Texte du document:
Mais comment cela avait-il commencé ?
Tout partit d’un fait divers tragique : le suicide d’une jeune épouse infidèle, Delphine Delamare. Son mari, Eugène, officier de santé, avait été élève de Flaubert père, médecin réputé à l’Hôtel-Dieu de Rouen. C’est ainsi que Louis Bouilhet, conscience littéraire de Gustave Flaubert, qui faisait sa médecine au même endroit, entendit parler du drame. Trouvant dans cette histoire matière à roman, il souffla l’idée à Gustave qui en fit un chef-d’œuvre universel.
Pour créer le personnage d’Emma, Flaubert mit deux en femmes en une. Elle a les traits de caractère de la poétesse Louise Colet avec qui Flaubert eut une liaison passionnée. Quant à l’existence tragique de l’héroïne, il remonta le fil de l’histoire de Delphine Delamare.

Exercices à compléter:
a - D’après le texte sur l’origine du roman de Flaubert, qui souffla à Gustave l’idée d’en tirer un roman ?
b - Dans le texte sur l’origine du roman de Flaubert, recopiez le passage qui débute par « Mais comment cela » et se termine après « de Delphine Delamare. », en remplaçant « officier de santé » par « médecin de campagne ».

Données fournies:
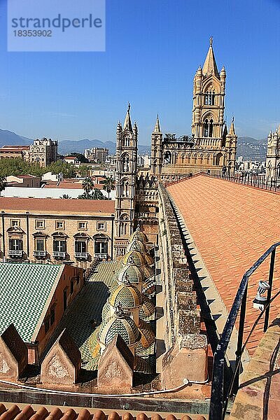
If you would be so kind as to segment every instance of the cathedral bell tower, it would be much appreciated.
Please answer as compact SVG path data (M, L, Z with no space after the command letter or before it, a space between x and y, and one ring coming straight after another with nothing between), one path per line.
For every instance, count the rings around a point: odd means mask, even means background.
M266 181L271 185L280 185L280 125L267 137Z
M224 125L225 70L218 73L213 50L213 38L204 64L200 66L193 81L192 134L195 139L221 139Z
M154 130L152 133L150 150L150 174L159 176L162 167L162 133L160 131L158 114Z
M135 219L135 188L137 173L138 129L133 127L128 104L123 127L117 125L115 202L115 258L125 253L127 239Z

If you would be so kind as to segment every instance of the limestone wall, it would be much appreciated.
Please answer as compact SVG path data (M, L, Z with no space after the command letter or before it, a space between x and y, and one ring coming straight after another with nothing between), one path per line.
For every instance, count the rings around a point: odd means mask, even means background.
M190 366L188 368L190 351L195 377L200 381L206 379L207 340L206 335L200 335L200 310L177 220L169 193L161 184L159 186L159 237L167 350L162 359L162 377L165 386L174 386L174 381L169 384L169 379L172 366L174 365L176 370L180 362L183 363L182 367L186 366L186 372L190 371ZM193 360L199 361L197 366L194 367ZM176 375L173 379L174 377ZM195 380L195 377L192 379Z

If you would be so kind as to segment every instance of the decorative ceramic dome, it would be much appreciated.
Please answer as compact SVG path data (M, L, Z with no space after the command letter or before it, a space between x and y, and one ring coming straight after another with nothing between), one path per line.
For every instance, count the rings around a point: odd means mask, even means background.
M151 265L145 265L143 267L143 272L144 273L146 279L155 276L155 269Z
M155 308L153 302L147 296L143 296L142 306L140 309L140 318L148 318L155 314Z
M130 251L123 257L122 262L125 265L136 265L136 267L143 267L146 264L142 254L138 251Z
M142 304L142 295L134 286L122 284L113 289L108 302L112 307L120 304L124 309L132 309Z
M144 274L141 269L135 265L122 265L118 271L116 277L118 281L125 284L129 281L132 284L138 284L144 279Z
M141 332L141 342L144 349L148 349L155 341L155 335L150 325L139 319L139 330Z
M138 251L142 253L146 253L147 252L145 244L139 239L134 239L132 242L127 245L127 252L130 251Z
M104 326L99 328L99 340L101 344L107 346L116 334L120 335L127 346L133 346L141 339L136 323L132 318L125 316L123 312L115 313Z
M148 265L153 265L154 261L153 257L151 257L148 253L144 255L145 262Z
M147 237L144 233L144 232L142 232L141 230L140 230L140 227L137 227L137 228L135 230L135 232L134 232L132 233L132 234L130 236L130 239L128 239L128 241L130 244L131 242L133 242L133 241L134 239L137 239L138 241L141 241L144 244L146 244L146 242L148 242L148 238L147 238Z
M102 309L102 320L107 321L111 316L111 304L108 302L108 299L107 299L107 302L105 303Z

Corrigé des exercices:
a - Louis Bouilhet.

b -
Mais comment cela avait-il commencé ?
Tout partit d’un fait divers tragique : le suicide d’une jeune épouse infidèle, Delphine Delamare. Son mari, Eugène, médecin de campagne, avait été élève de Flaubert père, médecin réputé à l’Hôtel-Dieu de Rouen. C’est ainsi que Louis Bouilhet, conscience littéraire de Gustave Flaubert, qui faisait sa médecine au même endroit, entendit parler du drame. Trouvant dans cette histoire matière à roman, il souffla l’idée à Gustave qui en fit un chef-d’œuvre universel.
Pour créer le personnage d’Emma, Flaubert mit deux en femmes en une. Elle a les traits de caractère de la poétesse Louise Colet avec qui Flaubert eut une liaison passionnée. Quant à l’existence tragique de l’héroïne, il remonta le fil de l’histoire de Delphine Delamare.